Excerpted records →
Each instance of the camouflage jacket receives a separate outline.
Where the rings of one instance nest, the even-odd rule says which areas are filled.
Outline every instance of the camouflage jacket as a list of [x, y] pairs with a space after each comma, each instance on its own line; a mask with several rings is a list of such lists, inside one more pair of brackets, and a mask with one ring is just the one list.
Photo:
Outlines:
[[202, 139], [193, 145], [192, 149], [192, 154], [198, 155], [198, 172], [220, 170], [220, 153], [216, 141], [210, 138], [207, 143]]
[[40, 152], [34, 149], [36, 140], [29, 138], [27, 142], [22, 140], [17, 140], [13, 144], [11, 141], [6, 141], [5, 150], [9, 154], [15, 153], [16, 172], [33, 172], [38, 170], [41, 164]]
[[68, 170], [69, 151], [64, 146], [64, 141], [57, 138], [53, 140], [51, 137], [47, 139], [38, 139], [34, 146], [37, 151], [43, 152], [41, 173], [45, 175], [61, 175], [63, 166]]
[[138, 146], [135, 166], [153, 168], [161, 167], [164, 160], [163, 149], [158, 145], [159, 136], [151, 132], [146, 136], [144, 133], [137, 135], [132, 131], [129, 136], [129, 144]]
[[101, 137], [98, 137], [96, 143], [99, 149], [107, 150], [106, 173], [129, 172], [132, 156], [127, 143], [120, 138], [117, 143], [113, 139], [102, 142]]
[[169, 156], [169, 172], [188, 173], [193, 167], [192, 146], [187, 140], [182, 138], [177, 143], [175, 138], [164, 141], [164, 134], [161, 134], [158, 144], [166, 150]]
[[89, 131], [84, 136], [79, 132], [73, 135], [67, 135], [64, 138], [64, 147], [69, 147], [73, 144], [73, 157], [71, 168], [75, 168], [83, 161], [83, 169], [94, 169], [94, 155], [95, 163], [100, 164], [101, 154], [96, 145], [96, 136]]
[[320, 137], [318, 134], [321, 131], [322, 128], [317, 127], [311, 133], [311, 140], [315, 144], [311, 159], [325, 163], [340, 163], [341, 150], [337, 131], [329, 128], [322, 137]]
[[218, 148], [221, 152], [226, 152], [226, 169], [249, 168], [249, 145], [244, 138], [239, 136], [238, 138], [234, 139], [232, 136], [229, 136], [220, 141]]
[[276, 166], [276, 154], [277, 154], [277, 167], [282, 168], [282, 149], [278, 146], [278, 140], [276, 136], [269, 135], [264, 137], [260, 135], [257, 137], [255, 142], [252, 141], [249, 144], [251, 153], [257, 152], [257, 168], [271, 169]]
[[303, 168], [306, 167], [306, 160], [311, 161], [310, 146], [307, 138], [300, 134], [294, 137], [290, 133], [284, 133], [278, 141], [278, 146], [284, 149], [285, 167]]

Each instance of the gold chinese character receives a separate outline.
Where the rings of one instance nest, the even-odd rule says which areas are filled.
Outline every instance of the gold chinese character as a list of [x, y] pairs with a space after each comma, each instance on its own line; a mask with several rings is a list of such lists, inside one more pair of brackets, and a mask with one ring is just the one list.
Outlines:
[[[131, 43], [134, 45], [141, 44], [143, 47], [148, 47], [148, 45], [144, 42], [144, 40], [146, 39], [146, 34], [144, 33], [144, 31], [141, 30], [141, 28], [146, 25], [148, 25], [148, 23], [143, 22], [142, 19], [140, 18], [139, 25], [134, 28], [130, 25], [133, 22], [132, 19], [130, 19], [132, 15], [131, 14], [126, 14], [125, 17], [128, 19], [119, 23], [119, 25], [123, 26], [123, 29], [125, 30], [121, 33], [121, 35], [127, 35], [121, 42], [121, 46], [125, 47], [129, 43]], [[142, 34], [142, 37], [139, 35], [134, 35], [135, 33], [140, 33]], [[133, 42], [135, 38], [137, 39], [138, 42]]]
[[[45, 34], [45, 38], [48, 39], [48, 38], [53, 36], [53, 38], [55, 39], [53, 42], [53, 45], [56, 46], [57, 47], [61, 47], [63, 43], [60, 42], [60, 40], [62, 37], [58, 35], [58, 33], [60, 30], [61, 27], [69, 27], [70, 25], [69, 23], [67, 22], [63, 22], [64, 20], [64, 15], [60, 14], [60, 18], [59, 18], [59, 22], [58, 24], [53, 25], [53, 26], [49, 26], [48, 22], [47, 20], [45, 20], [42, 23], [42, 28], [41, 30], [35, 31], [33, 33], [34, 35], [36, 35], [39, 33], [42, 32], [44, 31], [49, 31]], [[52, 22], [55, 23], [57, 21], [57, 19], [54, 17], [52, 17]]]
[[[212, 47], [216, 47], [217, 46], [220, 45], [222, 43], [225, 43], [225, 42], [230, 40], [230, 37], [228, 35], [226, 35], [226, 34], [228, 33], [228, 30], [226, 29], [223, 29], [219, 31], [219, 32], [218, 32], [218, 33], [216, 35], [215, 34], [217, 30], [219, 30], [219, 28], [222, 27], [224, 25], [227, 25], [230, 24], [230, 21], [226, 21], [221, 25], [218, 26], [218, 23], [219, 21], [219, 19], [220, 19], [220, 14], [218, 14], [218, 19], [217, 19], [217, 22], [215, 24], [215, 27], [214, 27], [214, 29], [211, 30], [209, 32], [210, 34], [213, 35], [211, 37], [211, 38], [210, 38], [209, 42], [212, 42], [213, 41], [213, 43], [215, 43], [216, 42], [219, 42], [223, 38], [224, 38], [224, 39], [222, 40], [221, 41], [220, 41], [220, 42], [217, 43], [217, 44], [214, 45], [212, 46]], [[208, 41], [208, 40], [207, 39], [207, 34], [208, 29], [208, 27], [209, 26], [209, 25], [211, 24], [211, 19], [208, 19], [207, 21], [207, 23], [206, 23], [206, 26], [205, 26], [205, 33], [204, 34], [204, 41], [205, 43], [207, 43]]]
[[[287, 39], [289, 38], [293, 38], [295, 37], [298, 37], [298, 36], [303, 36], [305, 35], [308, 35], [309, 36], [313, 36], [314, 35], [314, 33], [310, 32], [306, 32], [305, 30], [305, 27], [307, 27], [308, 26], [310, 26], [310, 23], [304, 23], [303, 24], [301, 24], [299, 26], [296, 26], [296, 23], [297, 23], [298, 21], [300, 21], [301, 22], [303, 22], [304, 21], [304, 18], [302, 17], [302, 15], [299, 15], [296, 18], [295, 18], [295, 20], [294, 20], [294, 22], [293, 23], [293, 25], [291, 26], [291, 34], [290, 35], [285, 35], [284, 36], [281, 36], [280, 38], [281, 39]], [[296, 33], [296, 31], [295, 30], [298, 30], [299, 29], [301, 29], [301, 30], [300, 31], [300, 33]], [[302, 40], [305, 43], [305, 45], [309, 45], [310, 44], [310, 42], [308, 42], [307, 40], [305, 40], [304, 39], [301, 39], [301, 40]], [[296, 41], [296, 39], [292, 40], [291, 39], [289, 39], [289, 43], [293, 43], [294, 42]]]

Exercise description → Copy all of the data above verbatim, keeping every line and character unchanged.

Written response →
Each instance of the camouflage jacket receives a separate outline.
Where the rings of one instance nest, the even-odd rule says which areas are filled.
Outline every instance of the camouflage jacket as a list of [x, y] pairs with a space after each comma, each instance on its own line; a mask with several rings is a list of such lists, inside one more pair of brackets, and a mask with one ring is just the one list.
Photo:
Outlines:
[[202, 139], [193, 145], [192, 149], [192, 154], [198, 155], [198, 172], [220, 170], [220, 153], [216, 141], [210, 138], [207, 143]]
[[40, 152], [34, 149], [36, 140], [29, 138], [27, 142], [22, 140], [17, 140], [13, 144], [11, 141], [6, 141], [5, 150], [9, 154], [15, 153], [16, 172], [33, 172], [38, 170], [41, 164]]
[[68, 170], [69, 151], [64, 146], [64, 141], [57, 138], [53, 140], [51, 137], [47, 139], [38, 139], [34, 146], [37, 151], [43, 152], [41, 173], [45, 175], [61, 175], [63, 166]]
[[138, 146], [135, 166], [153, 168], [161, 167], [164, 160], [163, 149], [158, 145], [159, 136], [151, 132], [146, 136], [144, 133], [137, 135], [132, 131], [129, 136], [129, 144]]
[[101, 137], [98, 137], [96, 143], [99, 149], [107, 150], [106, 173], [129, 172], [132, 156], [127, 143], [120, 138], [117, 143], [113, 139], [102, 142]]
[[169, 156], [169, 172], [188, 173], [193, 167], [192, 146], [187, 140], [182, 138], [177, 143], [175, 138], [164, 141], [164, 134], [161, 134], [158, 144], [166, 150]]
[[89, 131], [84, 136], [79, 132], [73, 135], [67, 135], [64, 138], [64, 147], [69, 147], [73, 144], [73, 157], [71, 168], [75, 168], [83, 161], [83, 169], [94, 169], [94, 155], [95, 163], [100, 164], [101, 154], [96, 145], [96, 136]]
[[320, 137], [318, 134], [321, 131], [322, 128], [317, 127], [311, 133], [311, 140], [315, 144], [311, 159], [325, 163], [340, 163], [341, 150], [337, 131], [329, 128], [322, 137]]
[[218, 148], [221, 152], [226, 152], [226, 169], [249, 168], [249, 145], [244, 138], [239, 136], [238, 138], [234, 139], [232, 136], [229, 136], [220, 141]]
[[276, 166], [276, 154], [277, 154], [277, 167], [282, 168], [282, 149], [278, 146], [278, 140], [276, 136], [269, 135], [264, 137], [260, 135], [257, 137], [255, 142], [252, 141], [249, 144], [251, 153], [257, 152], [257, 168], [271, 169]]
[[303, 168], [306, 167], [306, 160], [311, 161], [310, 146], [307, 138], [300, 134], [294, 137], [290, 133], [284, 133], [278, 141], [278, 146], [284, 149], [285, 167]]

Each instance of the gold chinese character receives a separate outline.
Where the rings of one instance nest, the even-odd rule says which areas are filled.
Outline every instance of the gold chinese character as a list of [x, y] pairs with a space after each comma, each instance on its own line; a mask with several rings is a list of such lists, inside one more pair of brackets, and a mask with one ring is just the one list.
Outlines:
[[[131, 43], [134, 45], [141, 44], [143, 47], [148, 47], [148, 45], [144, 42], [144, 40], [146, 39], [146, 34], [144, 33], [144, 31], [141, 30], [141, 28], [146, 25], [148, 25], [148, 23], [143, 22], [142, 19], [140, 18], [139, 25], [134, 28], [130, 25], [133, 22], [132, 19], [130, 19], [132, 15], [131, 14], [126, 14], [125, 17], [128, 19], [119, 23], [119, 25], [123, 26], [123, 29], [125, 30], [121, 33], [121, 35], [127, 35], [121, 42], [121, 46], [125, 47], [129, 43]], [[142, 34], [142, 37], [139, 35], [134, 35], [135, 33], [140, 33]], [[133, 42], [135, 38], [137, 39], [138, 42]]]
[[[45, 34], [45, 38], [48, 39], [48, 38], [53, 36], [53, 38], [55, 39], [53, 42], [53, 45], [56, 46], [57, 47], [61, 47], [63, 43], [60, 42], [60, 40], [62, 37], [58, 35], [58, 33], [60, 30], [61, 27], [69, 27], [70, 25], [69, 23], [67, 22], [63, 22], [64, 20], [64, 15], [60, 14], [60, 18], [59, 18], [59, 22], [58, 24], [53, 25], [53, 26], [49, 26], [48, 22], [47, 20], [45, 20], [42, 23], [42, 28], [41, 30], [35, 31], [33, 33], [34, 35], [36, 35], [39, 33], [42, 32], [44, 31], [49, 31]], [[52, 22], [55, 23], [57, 21], [57, 19], [54, 17], [52, 17]]]
[[[212, 47], [216, 47], [217, 46], [220, 45], [222, 43], [225, 43], [225, 42], [230, 40], [230, 37], [228, 35], [226, 35], [226, 34], [228, 33], [228, 30], [226, 29], [223, 29], [219, 31], [219, 32], [218, 32], [218, 33], [216, 35], [215, 34], [217, 30], [219, 30], [219, 28], [222, 27], [224, 25], [227, 25], [230, 24], [230, 21], [226, 21], [221, 25], [218, 26], [218, 23], [219, 21], [219, 19], [220, 19], [220, 14], [218, 14], [218, 19], [217, 19], [217, 22], [215, 24], [215, 27], [214, 27], [214, 29], [211, 30], [209, 32], [210, 34], [213, 35], [211, 37], [211, 38], [210, 38], [209, 42], [212, 42], [213, 41], [213, 43], [215, 43], [216, 42], [219, 42], [223, 38], [224, 38], [224, 39], [222, 40], [221, 41], [220, 41], [220, 42], [217, 43], [217, 44], [214, 45], [212, 46]], [[208, 41], [208, 40], [207, 39], [207, 34], [208, 29], [208, 27], [209, 26], [209, 25], [211, 24], [211, 19], [208, 19], [207, 21], [207, 23], [206, 23], [206, 26], [205, 26], [205, 33], [204, 34], [204, 41], [205, 43], [207, 43]]]
[[[287, 39], [289, 38], [293, 38], [295, 37], [298, 37], [298, 36], [303, 36], [305, 35], [308, 35], [309, 36], [313, 36], [314, 35], [314, 33], [310, 32], [306, 32], [305, 30], [305, 27], [307, 27], [308, 26], [310, 26], [310, 23], [304, 23], [303, 24], [301, 24], [299, 26], [296, 26], [296, 23], [297, 23], [298, 21], [300, 21], [301, 22], [303, 22], [304, 21], [304, 18], [302, 17], [302, 15], [299, 15], [296, 18], [295, 18], [295, 20], [294, 20], [294, 22], [293, 23], [293, 25], [291, 26], [291, 34], [290, 35], [285, 35], [284, 36], [281, 36], [280, 38], [281, 39]], [[296, 33], [296, 31], [295, 30], [298, 30], [299, 29], [301, 29], [301, 30], [300, 31], [300, 33]], [[302, 40], [305, 43], [305, 45], [309, 45], [310, 44], [310, 42], [308, 42], [307, 40], [305, 40], [304, 39], [301, 39], [301, 40]], [[296, 41], [296, 39], [292, 40], [291, 39], [289, 39], [289, 43], [293, 43], [294, 42]]]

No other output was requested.